═══ EXERCISE INPUT ═══

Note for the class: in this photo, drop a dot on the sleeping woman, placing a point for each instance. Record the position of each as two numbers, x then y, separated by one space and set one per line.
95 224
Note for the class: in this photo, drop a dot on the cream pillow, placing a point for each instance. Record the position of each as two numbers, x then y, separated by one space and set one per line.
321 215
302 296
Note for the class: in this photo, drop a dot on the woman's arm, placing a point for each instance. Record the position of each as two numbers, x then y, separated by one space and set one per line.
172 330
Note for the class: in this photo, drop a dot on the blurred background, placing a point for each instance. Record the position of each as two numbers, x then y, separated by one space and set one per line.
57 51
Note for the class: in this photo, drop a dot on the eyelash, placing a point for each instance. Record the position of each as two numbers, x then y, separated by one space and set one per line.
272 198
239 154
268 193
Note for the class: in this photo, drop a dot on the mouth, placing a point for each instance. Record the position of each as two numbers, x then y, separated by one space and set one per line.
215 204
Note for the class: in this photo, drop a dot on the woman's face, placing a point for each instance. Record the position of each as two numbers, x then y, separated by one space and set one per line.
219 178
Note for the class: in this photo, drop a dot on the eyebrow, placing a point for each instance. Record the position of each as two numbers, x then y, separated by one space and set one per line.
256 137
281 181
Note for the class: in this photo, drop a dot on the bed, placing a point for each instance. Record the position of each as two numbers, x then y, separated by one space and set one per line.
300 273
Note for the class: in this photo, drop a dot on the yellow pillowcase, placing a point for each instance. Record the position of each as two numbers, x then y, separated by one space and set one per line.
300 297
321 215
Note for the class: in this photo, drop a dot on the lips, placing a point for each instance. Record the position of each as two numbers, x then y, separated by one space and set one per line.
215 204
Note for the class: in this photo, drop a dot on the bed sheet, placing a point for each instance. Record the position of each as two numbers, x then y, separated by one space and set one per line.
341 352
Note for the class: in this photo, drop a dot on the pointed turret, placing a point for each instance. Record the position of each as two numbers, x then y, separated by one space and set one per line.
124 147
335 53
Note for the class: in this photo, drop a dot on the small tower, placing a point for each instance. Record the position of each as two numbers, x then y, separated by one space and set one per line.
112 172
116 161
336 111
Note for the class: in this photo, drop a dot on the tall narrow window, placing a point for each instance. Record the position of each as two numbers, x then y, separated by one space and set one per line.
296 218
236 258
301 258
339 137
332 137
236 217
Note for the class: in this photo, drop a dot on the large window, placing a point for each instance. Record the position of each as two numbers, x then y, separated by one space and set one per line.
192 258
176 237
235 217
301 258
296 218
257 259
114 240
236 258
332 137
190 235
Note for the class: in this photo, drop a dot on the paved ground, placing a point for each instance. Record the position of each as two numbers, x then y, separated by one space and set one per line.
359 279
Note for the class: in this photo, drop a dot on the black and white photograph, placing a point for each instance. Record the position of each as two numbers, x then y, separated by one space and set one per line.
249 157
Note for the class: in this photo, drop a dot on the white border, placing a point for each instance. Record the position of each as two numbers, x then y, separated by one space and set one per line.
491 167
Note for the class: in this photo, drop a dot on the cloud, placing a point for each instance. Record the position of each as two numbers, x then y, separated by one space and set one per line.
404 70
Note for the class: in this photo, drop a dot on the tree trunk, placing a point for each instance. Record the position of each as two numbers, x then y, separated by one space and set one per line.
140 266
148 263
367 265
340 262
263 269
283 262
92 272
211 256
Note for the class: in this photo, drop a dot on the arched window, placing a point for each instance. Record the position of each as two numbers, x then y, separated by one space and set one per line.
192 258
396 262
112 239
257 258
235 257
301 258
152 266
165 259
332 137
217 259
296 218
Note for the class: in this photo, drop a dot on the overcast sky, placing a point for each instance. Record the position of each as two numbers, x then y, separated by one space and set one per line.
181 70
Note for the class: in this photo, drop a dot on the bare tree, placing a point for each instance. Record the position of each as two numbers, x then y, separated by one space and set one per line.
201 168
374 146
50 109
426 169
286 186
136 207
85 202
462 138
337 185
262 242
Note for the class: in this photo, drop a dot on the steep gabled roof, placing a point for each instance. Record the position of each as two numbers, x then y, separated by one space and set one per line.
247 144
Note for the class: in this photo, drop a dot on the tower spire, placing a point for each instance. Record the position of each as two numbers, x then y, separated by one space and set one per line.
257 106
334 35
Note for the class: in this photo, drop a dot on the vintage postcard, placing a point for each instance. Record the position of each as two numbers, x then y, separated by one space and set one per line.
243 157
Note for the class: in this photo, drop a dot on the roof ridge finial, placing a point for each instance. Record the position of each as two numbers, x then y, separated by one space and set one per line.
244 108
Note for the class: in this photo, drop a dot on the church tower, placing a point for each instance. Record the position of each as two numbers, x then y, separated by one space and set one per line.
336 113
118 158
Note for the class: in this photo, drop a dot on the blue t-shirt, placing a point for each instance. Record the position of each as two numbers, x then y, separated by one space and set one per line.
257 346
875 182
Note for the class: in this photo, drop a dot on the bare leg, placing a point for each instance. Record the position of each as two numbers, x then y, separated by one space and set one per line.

═══

## [SHORT TASK]
Extract the data exactly as given.

## [REPLY]
Note for the class: in this photo, drop a dot on the sleeping woman, placing a point for each instance. Record the position of each as two numbers, x then y, separated by one space and set one per line.
95 224
Note for the class: in this photo, drop a dot on the cream pillow, placing a point for each instance. Record the position of each as two numbers, x then y, separated by one space and set one per line.
321 215
302 296
Note for the class: in this photo, drop a dot on the woman's arm, placing a point for each instance. Record the position of each as two numbers, x then y, separated by one space and set one per line.
172 330
Note for the class: in this photo, drop a dot on the blurred background, placing a point for each instance. Record the position of each as two numbers, x then y, separated by one space and set one per line.
57 51
Note for the class: in this photo, drop a dot on the eyelash, placing a point for each instance. Record the position of each as two numbers, x then y, separated by one space and set one per line.
272 198
239 154
268 193
Note for the class: in this photo, drop a dot on the mouth, placing a point for each instance. Record the position of each as two numbers, x then y, separated by one space and set one per line.
215 204
Note for the class: in this photo, drop a dot on the woman's face, placing a point for each instance. Record the position of each as two numbers, x then y, separated by one space and set one per line.
219 178
Note for the class: in this photo, drop a dot on the eyebrow, placing a point for each instance. Record the position of each as two numbers, x then y, separated by one space and set one per line.
256 137
281 181
Note for the class: in this photo, drop a dot on the bed, placing a point for each instance. Record the position of each as two numbers, x then y, separated by one space and set one per line.
300 273
Note for the class: in this photo, drop a dot on the yellow pillowcase, placing a point for each instance. Record the position of each as two numbers, x then y, separated by one space and set one per line.
300 297
321 215
Note for the class: in this photo, drop a dot on the lips, placing a point for each instance. Record the position of each as two numbers, x then y, separated by one space and set one per line.
215 204
Note for the class: in this photo, drop a dot on the bed sheet, placing a point for each instance. Record the position of each as two numbers, x then y, separated by one space and set one per line.
341 352
Note for the class: in this photo, drop a dot on the pointed turret, placing a point for each instance. Record the position of each as two numbers, x then y, separated by one space and set one per line.
124 147
335 53
Note for the class: in this photo, drop a dot on the small tower, placing a point for each instance. Record the position of each as two numbers, x then y, separated by one space and set one per line.
112 172
116 161
336 111
Note for the class: in this photo, drop a dot on the tall narrow window, placing a point for each instance. Record the position of each as two numbers, x then y, separated by one space and set one per line.
296 218
236 258
301 258
339 137
332 137
236 217
Note for the class: in this photo, drop a dot on the large window, placing a point for each instance. Record the position of each as two numbers, x then y, separated by one space and set one per line.
192 258
176 237
235 217
301 258
296 218
257 259
114 240
236 258
332 137
190 235
Note for the class: in this photo, drop a dot on the paved ground, placing a point for each instance. Record the position of each as two numbers, x then y, separated by one space and set one per line.
359 279
Note for the class: in this photo, drop a dot on the black and white photograph, placing a point for each instance. Record the position of each as two numbers, x then y, separated by one space and set one per line.
249 157
Note for the class: in this photo, drop a dot on the white border, placing a point for each instance. Record the position of each as two numbers, x then y, separated by one space and set one per line.
491 167
Note for the class: in this photo, drop a dot on the cloud, placing a point for each instance. Record the position of each as two numbers, x then y, separated by one space and set one per line.
404 70
Note for the class: in this photo, drop a dot on the tree trunk, placing a point for each instance. Record the position of each as two numbers, x then y, separated by one space and set one per line.
140 266
148 263
367 265
340 262
263 269
283 262
92 272
211 256
Note for the class: in this photo, drop a dot on the arched window, placing a point for each instance. Record the position of each as two numbers, x then y, separated by one space and set one per line.
192 258
396 262
112 239
257 258
235 257
301 258
152 266
165 259
332 137
217 259
296 218
Note for the class: in this photo, drop a dot on the overcast sky, placing a point for each instance. Record the position of each as two numbers, x then y, separated by one space and set one per line.
181 70
Note for the class: in this photo, drop a dot on the bare tree, placing a point for each instance. Record the position of each as two numbers, x then y, separated by one space and set one per line.
201 168
374 146
50 109
426 169
286 186
136 207
85 202
462 138
337 185
262 242
Note for the class: in this photo, drop a dot on the steep gabled roof, placing a point for each instance. Record the position of each as two numbers, x then y, separated by one space and set one per line.
247 144
Note for the class: in this photo, drop a dot on the tower spire, placing a point for each instance. Record the position of each as two numbers, x then y, separated by one space and set one per line.
257 106
334 35
Note for the class: in this photo, drop a dot on the vintage postcard, placing a point for each instance. Record the position of each as two numbers, x then y, separated by one space and set one per line.
243 157
Note for the class: in this photo, drop a dot on the roof ridge finial, placing a point for each instance. Record the position of each as two numbers, x then y, separated by one space and set one per line.
244 108
Note for the class: in this photo, drop a dot on the church tower, placing a point for each instance. Record the position of each as two numbers, x then y, separated by one space and set one per line.
336 113
118 158
Note for the class: in this photo, drop a dot on the blue t-shirt, placing a point for each instance. Record the position of each as two numbers, x then y, separated by one space and set one per line.
257 346
875 182
Note for the class: in this photo, drop a dot on the bare leg, placing a point for each instance. Record the position of each as two numbers, x then y, separated by one space and set one per line.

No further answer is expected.